> Task requirements
Render the material from its first line through the line holding "[0,58,320,178]", inclusive, as a JSON list of strings, one string per line and no blank lines. Leave the pictures out.

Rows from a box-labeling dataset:

----------

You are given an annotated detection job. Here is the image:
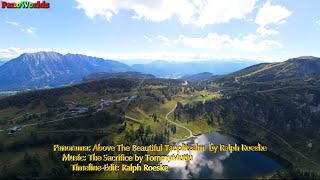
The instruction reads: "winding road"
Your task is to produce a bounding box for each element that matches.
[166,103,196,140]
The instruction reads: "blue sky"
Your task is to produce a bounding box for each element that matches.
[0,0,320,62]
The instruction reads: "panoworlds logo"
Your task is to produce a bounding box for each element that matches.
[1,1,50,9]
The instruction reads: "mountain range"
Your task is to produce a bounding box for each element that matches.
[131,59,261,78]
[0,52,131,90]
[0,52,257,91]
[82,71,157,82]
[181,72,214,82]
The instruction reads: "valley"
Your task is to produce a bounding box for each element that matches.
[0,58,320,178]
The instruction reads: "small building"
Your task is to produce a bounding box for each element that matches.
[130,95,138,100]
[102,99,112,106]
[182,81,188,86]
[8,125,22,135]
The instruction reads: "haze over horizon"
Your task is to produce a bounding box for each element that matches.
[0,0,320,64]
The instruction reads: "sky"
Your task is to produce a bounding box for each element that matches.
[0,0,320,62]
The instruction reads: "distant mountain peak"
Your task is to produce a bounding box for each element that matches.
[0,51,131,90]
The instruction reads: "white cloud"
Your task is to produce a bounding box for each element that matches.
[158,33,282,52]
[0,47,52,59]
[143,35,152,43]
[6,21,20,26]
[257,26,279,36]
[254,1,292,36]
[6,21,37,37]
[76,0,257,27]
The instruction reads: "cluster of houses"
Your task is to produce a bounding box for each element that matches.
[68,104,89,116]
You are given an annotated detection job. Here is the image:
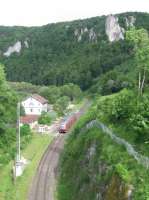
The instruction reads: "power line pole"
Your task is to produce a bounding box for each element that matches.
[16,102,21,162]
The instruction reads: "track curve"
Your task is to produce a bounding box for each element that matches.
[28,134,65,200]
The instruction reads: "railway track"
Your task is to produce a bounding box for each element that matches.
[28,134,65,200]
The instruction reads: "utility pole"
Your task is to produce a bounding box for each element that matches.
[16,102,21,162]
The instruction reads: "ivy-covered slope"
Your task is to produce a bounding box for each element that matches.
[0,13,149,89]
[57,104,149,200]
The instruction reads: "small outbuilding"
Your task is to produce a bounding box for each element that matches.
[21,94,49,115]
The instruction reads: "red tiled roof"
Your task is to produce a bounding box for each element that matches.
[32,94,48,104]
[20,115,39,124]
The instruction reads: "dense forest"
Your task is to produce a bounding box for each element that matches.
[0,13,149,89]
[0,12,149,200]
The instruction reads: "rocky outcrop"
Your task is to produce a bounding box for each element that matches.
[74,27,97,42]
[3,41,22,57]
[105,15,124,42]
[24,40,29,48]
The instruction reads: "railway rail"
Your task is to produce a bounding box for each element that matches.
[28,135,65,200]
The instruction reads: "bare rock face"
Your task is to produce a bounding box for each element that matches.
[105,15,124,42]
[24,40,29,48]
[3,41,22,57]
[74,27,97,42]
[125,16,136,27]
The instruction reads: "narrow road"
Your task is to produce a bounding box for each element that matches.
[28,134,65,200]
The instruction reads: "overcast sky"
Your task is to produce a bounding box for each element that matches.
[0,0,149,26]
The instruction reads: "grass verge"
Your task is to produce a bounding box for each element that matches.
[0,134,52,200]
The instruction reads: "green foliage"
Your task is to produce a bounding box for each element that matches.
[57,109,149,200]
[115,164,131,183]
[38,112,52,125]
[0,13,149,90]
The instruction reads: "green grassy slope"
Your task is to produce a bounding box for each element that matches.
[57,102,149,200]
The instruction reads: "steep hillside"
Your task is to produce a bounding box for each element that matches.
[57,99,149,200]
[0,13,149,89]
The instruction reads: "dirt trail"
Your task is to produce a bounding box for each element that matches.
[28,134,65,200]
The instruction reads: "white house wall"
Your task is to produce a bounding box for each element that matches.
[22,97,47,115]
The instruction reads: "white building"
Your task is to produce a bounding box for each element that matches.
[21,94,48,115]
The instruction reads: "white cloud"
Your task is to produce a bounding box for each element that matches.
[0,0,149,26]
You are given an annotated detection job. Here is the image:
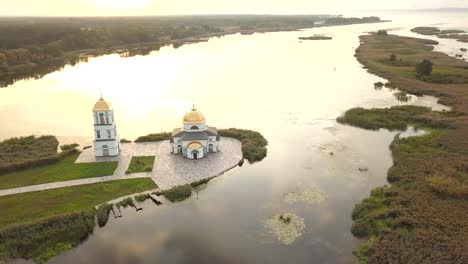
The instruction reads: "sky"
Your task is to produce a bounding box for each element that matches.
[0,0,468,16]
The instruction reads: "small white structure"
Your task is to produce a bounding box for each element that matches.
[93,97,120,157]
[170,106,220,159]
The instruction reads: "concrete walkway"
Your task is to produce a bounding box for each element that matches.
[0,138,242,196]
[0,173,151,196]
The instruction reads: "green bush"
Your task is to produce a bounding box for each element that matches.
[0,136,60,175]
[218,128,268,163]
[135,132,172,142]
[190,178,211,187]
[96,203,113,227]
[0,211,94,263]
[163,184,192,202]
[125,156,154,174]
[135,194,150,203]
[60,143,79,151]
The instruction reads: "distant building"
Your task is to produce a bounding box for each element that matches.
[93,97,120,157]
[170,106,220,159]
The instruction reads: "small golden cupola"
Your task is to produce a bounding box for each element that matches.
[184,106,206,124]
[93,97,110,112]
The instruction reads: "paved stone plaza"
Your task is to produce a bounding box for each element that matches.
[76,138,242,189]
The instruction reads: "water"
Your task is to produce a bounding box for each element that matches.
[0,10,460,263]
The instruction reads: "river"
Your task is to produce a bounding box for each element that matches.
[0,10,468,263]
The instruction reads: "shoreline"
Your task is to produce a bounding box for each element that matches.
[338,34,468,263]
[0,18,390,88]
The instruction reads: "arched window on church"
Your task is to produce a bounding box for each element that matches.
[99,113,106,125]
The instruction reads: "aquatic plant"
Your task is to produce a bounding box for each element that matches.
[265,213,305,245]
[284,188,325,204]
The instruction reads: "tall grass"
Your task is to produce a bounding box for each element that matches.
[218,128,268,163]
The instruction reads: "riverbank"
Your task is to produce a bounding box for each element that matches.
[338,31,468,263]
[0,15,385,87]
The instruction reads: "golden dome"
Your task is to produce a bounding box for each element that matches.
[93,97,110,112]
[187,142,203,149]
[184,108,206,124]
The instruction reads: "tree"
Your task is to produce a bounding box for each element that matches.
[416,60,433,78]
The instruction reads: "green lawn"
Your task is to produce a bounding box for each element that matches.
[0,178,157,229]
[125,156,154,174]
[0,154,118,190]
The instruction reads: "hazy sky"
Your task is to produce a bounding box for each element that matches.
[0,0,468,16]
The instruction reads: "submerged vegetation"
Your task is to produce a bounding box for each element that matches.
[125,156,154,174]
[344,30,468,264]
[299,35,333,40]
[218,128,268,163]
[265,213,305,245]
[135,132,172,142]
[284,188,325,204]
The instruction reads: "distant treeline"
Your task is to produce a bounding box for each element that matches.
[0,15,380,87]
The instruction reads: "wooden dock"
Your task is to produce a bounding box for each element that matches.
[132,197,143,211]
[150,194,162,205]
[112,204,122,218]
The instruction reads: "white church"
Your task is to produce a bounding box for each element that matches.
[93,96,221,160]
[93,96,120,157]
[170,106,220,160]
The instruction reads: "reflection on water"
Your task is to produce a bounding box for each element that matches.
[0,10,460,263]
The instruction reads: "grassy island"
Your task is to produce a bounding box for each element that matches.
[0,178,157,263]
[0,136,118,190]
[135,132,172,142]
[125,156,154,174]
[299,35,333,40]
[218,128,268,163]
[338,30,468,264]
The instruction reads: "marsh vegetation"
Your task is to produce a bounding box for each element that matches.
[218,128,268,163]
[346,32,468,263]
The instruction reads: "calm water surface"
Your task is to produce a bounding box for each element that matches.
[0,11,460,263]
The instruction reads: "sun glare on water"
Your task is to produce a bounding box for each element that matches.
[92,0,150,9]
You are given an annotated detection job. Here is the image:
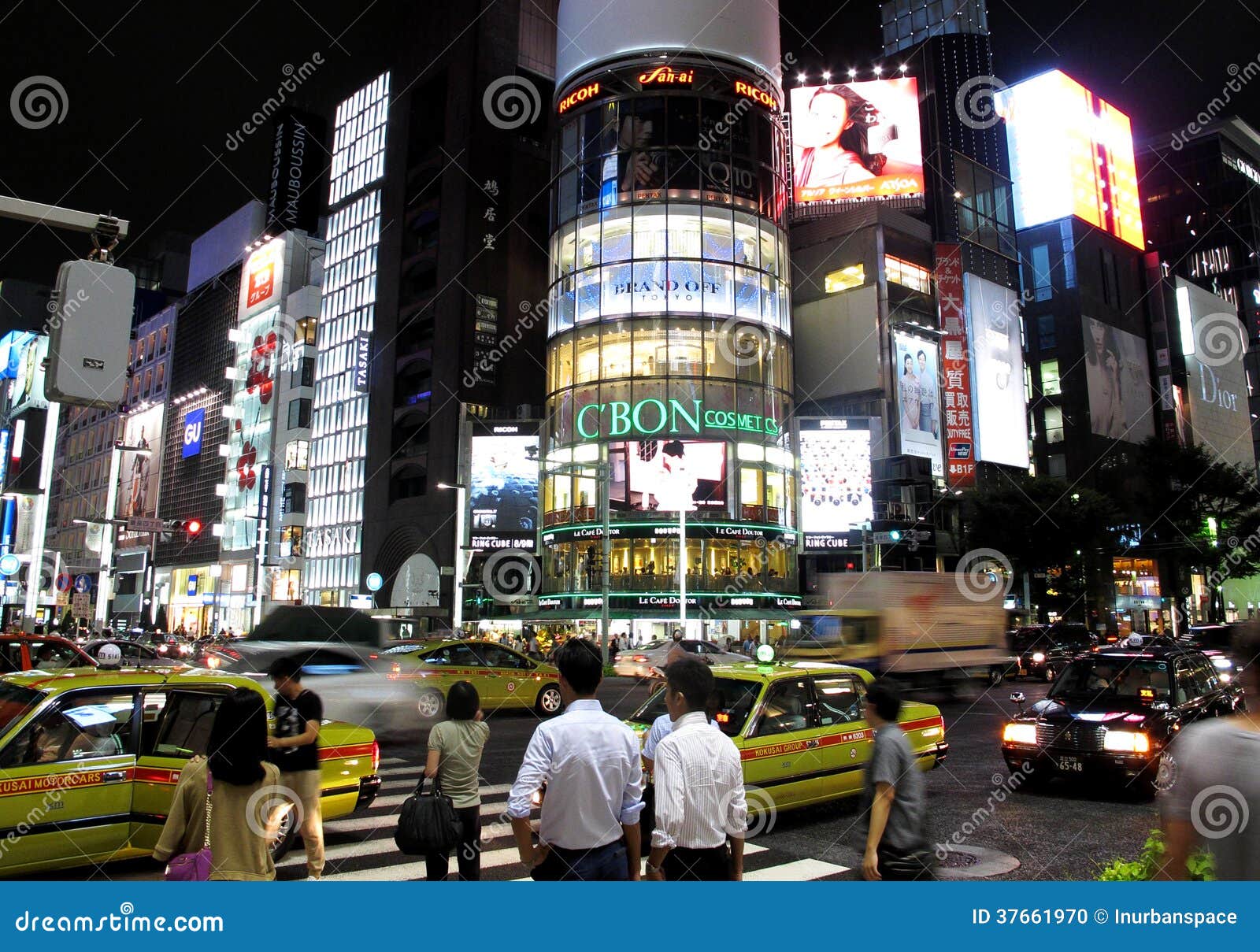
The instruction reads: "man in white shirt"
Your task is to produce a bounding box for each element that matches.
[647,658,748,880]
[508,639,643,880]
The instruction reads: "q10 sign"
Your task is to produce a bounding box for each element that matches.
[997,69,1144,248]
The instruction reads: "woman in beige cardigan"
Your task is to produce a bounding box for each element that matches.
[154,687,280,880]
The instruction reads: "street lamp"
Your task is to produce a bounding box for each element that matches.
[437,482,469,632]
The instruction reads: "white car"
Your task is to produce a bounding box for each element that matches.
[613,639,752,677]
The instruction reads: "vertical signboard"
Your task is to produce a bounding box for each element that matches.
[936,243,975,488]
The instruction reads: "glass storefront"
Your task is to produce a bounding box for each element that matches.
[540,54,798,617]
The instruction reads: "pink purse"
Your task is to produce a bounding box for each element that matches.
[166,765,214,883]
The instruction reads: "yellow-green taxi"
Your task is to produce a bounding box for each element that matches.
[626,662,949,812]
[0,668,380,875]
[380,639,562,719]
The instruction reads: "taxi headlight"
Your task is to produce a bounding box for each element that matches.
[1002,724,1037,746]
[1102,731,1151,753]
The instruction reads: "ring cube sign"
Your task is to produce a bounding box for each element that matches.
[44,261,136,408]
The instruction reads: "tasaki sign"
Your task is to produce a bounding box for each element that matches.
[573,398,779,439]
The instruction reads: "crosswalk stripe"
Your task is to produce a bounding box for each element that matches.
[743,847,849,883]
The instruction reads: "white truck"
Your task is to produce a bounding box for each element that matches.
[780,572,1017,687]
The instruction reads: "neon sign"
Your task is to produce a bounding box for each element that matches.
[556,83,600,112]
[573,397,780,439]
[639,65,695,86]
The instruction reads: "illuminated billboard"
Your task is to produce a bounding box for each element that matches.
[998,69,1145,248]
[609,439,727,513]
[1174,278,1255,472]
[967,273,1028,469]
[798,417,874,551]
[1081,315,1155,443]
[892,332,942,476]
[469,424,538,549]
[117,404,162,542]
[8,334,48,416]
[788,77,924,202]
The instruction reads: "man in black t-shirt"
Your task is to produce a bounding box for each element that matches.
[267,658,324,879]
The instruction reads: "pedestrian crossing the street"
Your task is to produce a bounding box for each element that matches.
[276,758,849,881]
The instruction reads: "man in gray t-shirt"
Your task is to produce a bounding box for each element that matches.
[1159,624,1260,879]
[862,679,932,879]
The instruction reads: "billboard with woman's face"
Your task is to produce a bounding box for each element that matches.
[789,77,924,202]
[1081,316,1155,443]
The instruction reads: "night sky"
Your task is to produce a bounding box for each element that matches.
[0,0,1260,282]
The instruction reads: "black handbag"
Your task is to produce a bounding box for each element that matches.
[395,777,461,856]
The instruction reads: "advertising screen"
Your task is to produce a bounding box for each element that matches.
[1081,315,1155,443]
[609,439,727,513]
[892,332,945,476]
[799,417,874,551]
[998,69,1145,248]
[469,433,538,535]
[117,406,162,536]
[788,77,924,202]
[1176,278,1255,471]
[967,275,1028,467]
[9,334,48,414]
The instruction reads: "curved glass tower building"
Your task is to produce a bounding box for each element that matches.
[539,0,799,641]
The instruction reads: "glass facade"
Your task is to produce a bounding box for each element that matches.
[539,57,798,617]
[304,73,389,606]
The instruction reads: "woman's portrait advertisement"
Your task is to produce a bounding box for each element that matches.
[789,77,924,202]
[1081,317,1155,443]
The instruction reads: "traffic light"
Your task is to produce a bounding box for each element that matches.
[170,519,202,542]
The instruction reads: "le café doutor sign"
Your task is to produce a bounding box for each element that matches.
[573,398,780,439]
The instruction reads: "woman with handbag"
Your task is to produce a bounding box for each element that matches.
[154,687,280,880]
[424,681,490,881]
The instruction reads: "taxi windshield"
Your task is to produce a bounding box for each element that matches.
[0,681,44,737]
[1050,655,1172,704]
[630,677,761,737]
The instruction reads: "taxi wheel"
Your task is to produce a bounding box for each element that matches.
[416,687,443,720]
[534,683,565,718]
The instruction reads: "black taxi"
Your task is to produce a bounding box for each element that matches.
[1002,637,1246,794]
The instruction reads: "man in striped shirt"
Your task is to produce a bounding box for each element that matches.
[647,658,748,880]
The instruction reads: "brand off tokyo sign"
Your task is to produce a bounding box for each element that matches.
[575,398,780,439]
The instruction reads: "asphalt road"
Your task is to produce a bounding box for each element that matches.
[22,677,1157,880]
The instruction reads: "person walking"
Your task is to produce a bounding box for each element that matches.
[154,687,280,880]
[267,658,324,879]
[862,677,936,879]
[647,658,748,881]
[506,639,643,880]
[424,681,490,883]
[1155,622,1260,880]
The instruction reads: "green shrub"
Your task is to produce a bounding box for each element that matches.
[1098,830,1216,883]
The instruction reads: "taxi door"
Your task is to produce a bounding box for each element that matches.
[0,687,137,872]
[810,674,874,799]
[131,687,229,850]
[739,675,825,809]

----------

> Exercise solution
[
  "You are given an annotated detection job. Here is the image:",
  "The instruction reads: \"winding road\"",
  "Your task is to produce a bounding box for each element that matches.",
  "[166,103,196,140]",
  "The instruction reads: \"blue sky\"",
  "Your task is to produce a bounding box for each element that matches.",
  "[0,0,320,62]",
  "The instruction reads: \"panoworlds logo\"",
  "Your task is to produce a bounding box for each element that matches.",
  "[1,1,50,9]",
  "The instruction reads: \"mountain range\"",
  "Your task is to produce a bounding box for each element that matches.",
  "[131,59,261,78]",
  "[0,52,131,90]",
  "[0,52,257,91]",
  "[82,71,157,82]",
  "[181,72,214,82]",
  "The instruction reads: \"valley\"",
  "Your task is to produce a bounding box for each element that matches.",
  "[0,58,320,178]"
]